(RECORD SET begins)
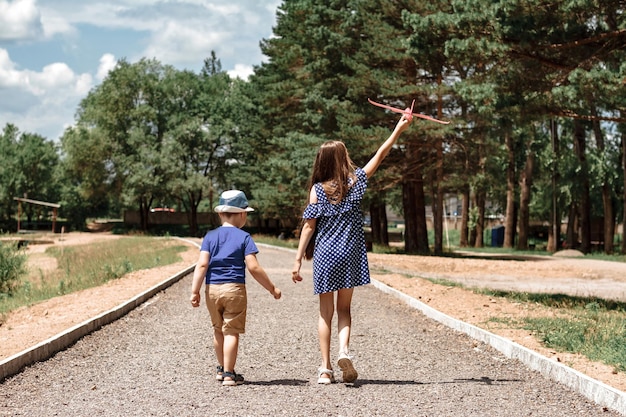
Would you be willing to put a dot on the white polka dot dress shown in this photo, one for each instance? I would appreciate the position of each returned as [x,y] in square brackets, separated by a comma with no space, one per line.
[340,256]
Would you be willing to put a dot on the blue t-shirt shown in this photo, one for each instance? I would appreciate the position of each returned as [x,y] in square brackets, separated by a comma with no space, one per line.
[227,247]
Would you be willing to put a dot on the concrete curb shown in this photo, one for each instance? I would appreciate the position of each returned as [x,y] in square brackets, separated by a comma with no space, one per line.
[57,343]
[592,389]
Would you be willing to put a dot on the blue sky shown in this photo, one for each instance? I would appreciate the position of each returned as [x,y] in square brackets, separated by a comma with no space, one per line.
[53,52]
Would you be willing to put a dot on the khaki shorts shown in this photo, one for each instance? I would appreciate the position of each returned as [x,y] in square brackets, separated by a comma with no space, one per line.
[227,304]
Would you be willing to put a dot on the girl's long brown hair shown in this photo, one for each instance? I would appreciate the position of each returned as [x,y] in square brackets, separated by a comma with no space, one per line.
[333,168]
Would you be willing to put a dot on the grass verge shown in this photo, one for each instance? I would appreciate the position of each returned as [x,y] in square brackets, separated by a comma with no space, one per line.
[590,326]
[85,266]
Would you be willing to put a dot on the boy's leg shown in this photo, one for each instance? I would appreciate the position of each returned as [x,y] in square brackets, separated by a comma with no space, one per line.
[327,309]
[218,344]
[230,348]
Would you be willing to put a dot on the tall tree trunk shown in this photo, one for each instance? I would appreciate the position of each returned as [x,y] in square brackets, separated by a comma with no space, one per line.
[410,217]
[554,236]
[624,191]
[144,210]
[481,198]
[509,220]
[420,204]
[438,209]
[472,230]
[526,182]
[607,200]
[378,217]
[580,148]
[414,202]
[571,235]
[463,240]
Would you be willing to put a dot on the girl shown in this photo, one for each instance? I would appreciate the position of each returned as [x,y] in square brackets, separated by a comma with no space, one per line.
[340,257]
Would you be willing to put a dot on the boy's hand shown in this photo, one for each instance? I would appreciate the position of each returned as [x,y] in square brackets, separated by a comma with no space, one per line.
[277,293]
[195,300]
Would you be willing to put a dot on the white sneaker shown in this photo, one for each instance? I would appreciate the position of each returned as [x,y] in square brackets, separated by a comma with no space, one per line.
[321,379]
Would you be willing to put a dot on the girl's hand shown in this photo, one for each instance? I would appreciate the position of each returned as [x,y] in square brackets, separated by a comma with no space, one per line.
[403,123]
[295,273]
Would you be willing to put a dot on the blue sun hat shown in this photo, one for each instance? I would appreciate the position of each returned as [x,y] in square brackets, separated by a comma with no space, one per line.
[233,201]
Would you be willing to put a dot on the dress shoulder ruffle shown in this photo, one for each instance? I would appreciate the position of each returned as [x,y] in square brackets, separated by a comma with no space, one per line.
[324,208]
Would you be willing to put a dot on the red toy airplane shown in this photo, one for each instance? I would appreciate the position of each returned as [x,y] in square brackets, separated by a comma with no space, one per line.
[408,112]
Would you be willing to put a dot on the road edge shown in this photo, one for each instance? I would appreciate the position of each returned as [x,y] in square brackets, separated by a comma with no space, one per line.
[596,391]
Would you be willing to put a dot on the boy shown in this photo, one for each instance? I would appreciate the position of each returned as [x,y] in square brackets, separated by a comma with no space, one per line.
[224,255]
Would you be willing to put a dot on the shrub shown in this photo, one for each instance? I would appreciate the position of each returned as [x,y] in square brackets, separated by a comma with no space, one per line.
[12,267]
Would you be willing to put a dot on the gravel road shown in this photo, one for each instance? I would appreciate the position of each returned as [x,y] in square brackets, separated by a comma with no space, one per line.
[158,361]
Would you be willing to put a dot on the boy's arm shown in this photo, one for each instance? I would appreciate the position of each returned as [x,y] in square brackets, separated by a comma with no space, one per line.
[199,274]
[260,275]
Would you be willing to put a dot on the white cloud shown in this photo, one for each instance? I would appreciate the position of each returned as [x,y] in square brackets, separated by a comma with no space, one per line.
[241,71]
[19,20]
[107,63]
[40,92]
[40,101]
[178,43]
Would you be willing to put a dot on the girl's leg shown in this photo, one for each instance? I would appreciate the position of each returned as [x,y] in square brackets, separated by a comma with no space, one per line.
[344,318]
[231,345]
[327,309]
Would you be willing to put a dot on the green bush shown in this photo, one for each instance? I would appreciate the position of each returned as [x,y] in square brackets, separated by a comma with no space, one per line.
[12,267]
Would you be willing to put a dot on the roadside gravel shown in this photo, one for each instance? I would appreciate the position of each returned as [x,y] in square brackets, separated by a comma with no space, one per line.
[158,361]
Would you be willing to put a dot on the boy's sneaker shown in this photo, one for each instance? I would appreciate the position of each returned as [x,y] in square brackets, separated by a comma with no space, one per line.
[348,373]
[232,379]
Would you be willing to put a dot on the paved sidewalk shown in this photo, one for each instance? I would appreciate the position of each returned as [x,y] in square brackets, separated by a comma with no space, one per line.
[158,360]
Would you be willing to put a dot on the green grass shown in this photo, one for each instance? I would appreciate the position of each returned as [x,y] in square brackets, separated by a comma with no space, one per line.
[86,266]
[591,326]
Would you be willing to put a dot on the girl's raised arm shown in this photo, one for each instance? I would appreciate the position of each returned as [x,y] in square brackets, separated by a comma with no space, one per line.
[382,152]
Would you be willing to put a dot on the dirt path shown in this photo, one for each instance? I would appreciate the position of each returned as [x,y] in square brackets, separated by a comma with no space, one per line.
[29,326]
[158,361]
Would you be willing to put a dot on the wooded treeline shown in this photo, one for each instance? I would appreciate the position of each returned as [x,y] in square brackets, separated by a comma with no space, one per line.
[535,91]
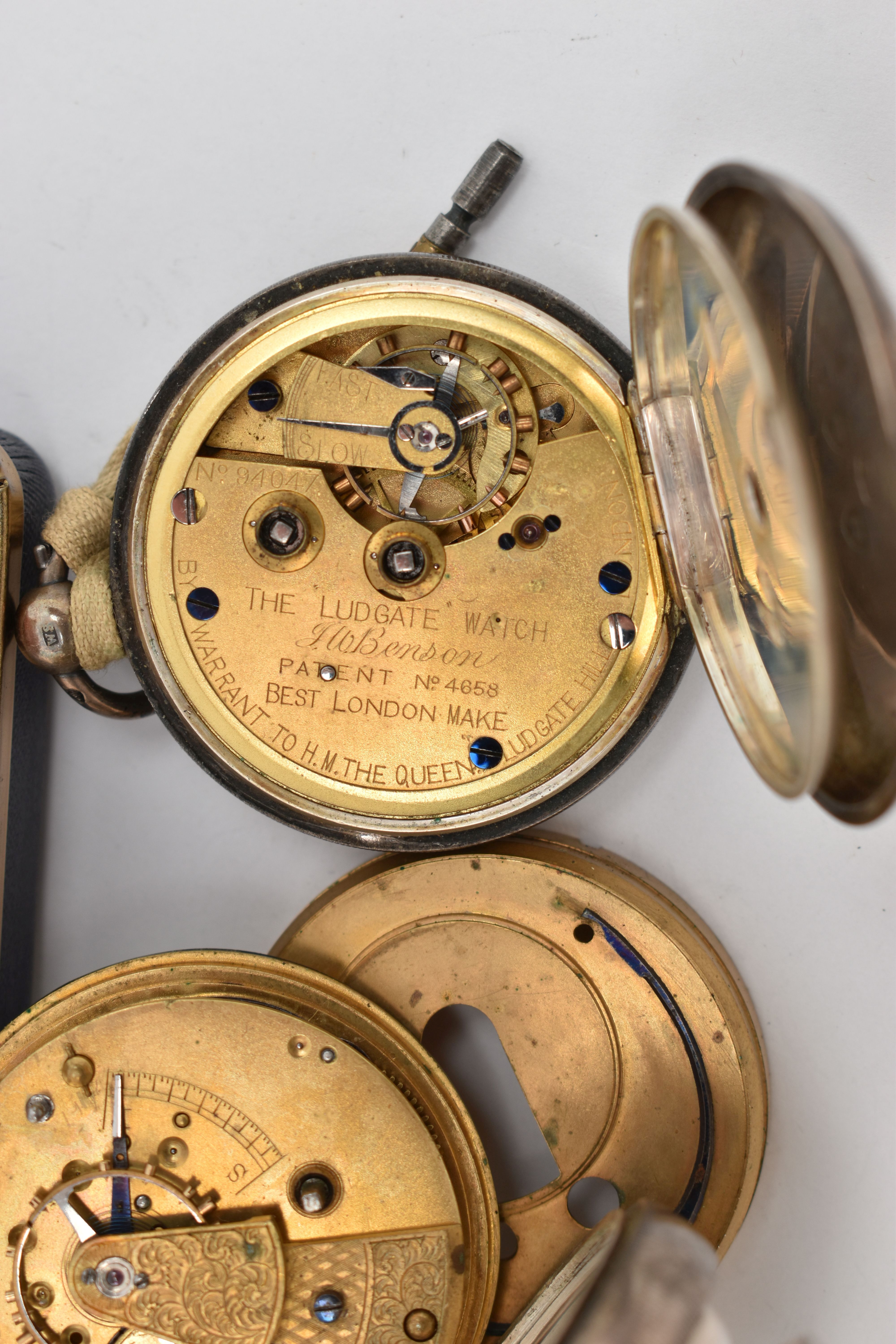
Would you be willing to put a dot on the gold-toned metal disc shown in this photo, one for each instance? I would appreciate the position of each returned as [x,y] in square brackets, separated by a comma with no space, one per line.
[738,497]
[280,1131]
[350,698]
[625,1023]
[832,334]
(RECORD SET ends)
TASK ITEM ▸ From the line containing "Would you be willing to put a dot on the dirt" through the end of the entries, quote each line exactly and nothing else, excluding all pictures.

RESULT ▸
Would you be willing to put a dot on the dirt path shown in this photo, one for each instance? I would appreciate the position of each returned as [x,y] in square brackets, separated by a comma with no space, one per line.
[29,326]
[158,361]
Would you be willing to put a dot on the wooded treeline shown in this photo, one for each instance? I would appreciate the position of each returned as [x,y] in square brackets, separated by a comma with no space, one per line.
[535,91]
Would you be willing to put a dot on the gold-toned metal disc shown in this photo, one for each instance? I would appreciate the position of each returned as [x,y] in square brackets, separated by a comma with no space, one per line.
[738,497]
[280,1131]
[350,698]
[625,1023]
[832,334]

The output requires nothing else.